## DATA ROWS
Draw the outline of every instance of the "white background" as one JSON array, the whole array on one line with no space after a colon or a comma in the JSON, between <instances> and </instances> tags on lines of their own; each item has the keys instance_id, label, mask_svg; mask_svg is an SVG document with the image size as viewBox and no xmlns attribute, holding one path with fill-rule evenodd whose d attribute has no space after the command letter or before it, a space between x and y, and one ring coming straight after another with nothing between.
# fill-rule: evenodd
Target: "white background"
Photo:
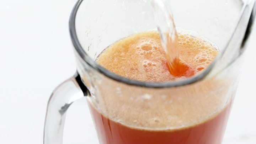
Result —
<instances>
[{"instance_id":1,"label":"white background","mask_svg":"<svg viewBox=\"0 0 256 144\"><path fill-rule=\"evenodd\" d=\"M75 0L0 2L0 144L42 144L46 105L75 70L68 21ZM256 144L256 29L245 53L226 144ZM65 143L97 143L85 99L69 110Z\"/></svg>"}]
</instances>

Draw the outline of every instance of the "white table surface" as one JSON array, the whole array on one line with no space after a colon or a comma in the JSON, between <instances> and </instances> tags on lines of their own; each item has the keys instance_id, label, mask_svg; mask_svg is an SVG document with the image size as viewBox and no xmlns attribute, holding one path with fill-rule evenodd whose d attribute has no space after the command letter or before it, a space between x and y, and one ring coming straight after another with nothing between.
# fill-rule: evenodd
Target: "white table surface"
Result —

## AIM
Rewrite the entries above with every "Target" replaced by "Label" and nothing else altered, omitting the pictures.

## COMPLETE RESPONSE
Draw the outline of every instance of the "white background" as one JSON array, the whole array on one line with no space after a colon or a comma in the JSON, between <instances> and </instances> tags on lines of their own; each item has the keys instance_id, label, mask_svg; mask_svg is an SVG document with the image size as viewBox and no xmlns attribute, holding one path with fill-rule evenodd whose d attribute has no space after the command letter or before it, a space between x and y, and one ring coming straight after another with nothing between.
# fill-rule: evenodd
Label: "white background"
Photo:
Result —
<instances>
[{"instance_id":1,"label":"white background","mask_svg":"<svg viewBox=\"0 0 256 144\"><path fill-rule=\"evenodd\" d=\"M75 0L0 2L0 144L42 144L46 105L75 70L68 21ZM256 144L256 29L245 53L226 144ZM65 143L97 143L85 99L69 110Z\"/></svg>"}]
</instances>

Draw the outline of every instance of the "white table surface" as one JSON array, the whole array on one line with no space after a colon or a comma in the JSON, between <instances> and </instances> tags on lines of their own; each item has the keys instance_id, label, mask_svg; mask_svg is an SVG document with the image size as viewBox and no xmlns attribute, holding one path with fill-rule evenodd whose d attribute has no space after the command letter or before it, a space between x and y, and one ring coming straight after another with nothing between.
# fill-rule: evenodd
Label: "white table surface"
Result —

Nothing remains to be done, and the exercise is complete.